__Work required__:
Reproduce the following listing line for line, with no changes.

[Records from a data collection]
--- START ---
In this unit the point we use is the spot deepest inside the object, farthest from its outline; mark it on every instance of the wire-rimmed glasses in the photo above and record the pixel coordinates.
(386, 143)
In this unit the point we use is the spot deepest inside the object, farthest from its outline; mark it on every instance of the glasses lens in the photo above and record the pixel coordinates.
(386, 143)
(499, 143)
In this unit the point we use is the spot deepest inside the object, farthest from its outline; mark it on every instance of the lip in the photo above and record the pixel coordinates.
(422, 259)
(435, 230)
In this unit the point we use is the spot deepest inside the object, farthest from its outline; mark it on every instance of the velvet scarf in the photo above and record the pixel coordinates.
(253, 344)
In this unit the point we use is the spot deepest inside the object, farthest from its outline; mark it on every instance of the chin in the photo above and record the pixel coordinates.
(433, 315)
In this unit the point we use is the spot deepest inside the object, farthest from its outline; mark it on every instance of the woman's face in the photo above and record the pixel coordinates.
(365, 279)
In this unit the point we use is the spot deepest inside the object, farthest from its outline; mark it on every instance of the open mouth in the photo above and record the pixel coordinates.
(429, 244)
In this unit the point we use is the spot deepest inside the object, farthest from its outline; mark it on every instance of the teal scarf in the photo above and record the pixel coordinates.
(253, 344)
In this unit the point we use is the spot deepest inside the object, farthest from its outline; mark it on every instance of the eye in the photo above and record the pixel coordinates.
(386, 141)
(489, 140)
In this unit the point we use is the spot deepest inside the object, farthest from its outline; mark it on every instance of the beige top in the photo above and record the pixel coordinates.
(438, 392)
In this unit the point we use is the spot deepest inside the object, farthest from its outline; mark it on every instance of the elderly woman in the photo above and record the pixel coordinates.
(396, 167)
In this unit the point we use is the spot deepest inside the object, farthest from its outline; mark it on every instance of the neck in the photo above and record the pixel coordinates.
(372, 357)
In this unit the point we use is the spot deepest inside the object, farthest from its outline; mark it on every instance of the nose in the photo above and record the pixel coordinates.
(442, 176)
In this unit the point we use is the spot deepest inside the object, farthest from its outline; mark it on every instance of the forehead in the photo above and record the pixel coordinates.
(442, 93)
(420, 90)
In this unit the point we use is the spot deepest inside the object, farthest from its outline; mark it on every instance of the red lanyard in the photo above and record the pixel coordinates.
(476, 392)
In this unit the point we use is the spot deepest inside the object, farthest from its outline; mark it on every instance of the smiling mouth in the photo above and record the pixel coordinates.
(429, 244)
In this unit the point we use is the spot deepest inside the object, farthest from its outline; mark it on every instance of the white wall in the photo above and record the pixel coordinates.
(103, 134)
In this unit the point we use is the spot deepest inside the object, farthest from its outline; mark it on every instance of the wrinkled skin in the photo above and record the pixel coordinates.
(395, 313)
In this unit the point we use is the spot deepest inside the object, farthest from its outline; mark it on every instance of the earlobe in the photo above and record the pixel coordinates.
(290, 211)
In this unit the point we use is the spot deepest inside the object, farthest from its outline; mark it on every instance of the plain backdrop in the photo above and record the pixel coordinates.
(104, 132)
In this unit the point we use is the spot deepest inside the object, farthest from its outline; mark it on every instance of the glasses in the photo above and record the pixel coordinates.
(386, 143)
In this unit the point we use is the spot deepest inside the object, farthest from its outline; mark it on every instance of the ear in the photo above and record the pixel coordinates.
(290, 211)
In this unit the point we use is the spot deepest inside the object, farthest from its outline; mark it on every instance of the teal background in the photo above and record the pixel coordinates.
--- END ---
__Result__:
In this unit the point we use is the spot deepest inside the object, farthest from its outline; mark it on every instance of the wire-rimmed glasses in the photo above and record the pixel coordinates.
(386, 143)
In this unit the point we use is the spot deepest inside the object, farthest from its outline; mark it on every instance of the glasses lens in the photo above and record the pixel coordinates.
(386, 143)
(499, 143)
In this unit the point we use is the spot deepest inside the object, farthest from its outline; mark it on every instance of the lip in the photo above and record the pixel coordinates.
(422, 259)
(435, 230)
In this unit the point we use is the spot deepest inside the object, farthest from its outline; mark it on every instance of the velvet scarf in the photo above and record the pixel coordinates.
(253, 344)
In this unit the point we use is the spot deepest inside the object, farthest from its outline; mark it on every instance of the chin in the photo above and record the pixel coordinates.
(433, 315)
In this unit the point we use is the spot deepest inside the object, farthest from its outline; mark it on every instance of the woman's face in the photo above and record the pixel coordinates.
(365, 279)
In this unit the point we use is the spot deepest inside the object, farthest from its outline; mark it on every instance of the open mouth in the photo above and record the pixel coordinates.
(429, 244)
In this unit the point we use is the spot deepest inside the object, farthest from its outline; mark it on every instance of the teal scarf in the photo above and record the pixel coordinates.
(253, 344)
In this unit the point we use is the spot deepest inside the object, farthest from its outline; mark it on every instance of the eye in the photo above and record the pixel coordinates.
(386, 141)
(489, 140)
In this unit the point we use is the spot deepest inside the object, farthest from its outline; mark it on every instance of the beige top in the photo above and record the pixel coordinates.
(438, 392)
In this unit the point we use is the spot deepest inside the object, farthest from its outline; mark it on every instance of the elderly woman in the photo above and record the pixel coordinates.
(396, 167)
In this unit the point we use is the spot deepest inside the object, farthest from its outline; mark it on every instance of the neck in the photo above and record the pixel coordinates.
(372, 357)
In this unit the point we use is the spot deepest inside the object, farthest from its outline; mark it on every instance of the nose in the photo above and record the pixel coordinates.
(442, 176)
In this unit the point we use is the spot deepest inside the object, farthest from its outline; mark it on every instance of the forehead in the photo above and record the pixel coordinates.
(442, 93)
(420, 90)
In this unit the point we use is the spot deepest inside the object, farthest from its outline; mark it on every instance of the red lanyard in the photo above and record the pixel coordinates.
(476, 392)
In this unit the point we use is the spot deepest inside the object, farthest from its outline; mark it on every instance of the smiling mouth in the photo above and record the pixel coordinates.
(429, 244)
In this unit the point we use is the spot deepest inside the object, farthest from its outline; mark it on every instance of the white wall in the photo above and record the pixel coordinates.
(103, 134)
In this unit the point we use is the spot deepest inside the object, farthest from its outline; mark it on every instance of the wrinkled skin in the photo above and record the pixel coordinates.
(395, 313)
In this unit the point we use is the spot deepest inside the object, farthest from its outline; mark it on every instance of the earlobe in the photo above and record the pixel coordinates.
(290, 211)
In this unit the point we use is the spot deepest inside the object, farthest from its outline; mark it on every instance of the plain backdrop in the photo above and record the pixel coordinates.
(104, 132)
In this unit the point we use is the spot deepest inside the object, farthest from its outline; mark it on every instance of the glasses in the photo above and record the pixel coordinates.
(386, 143)
In this unit the point we use is the spot deepest inside the object, farthest from its outline; mark it on every instance of the ear in the photo above and record the pixel coordinates.
(290, 211)
In this unit the point we use is the spot deepest inside the object, farthest from its outline; mark it on every instance of the teal background in the photo above and record the pixel coordinates.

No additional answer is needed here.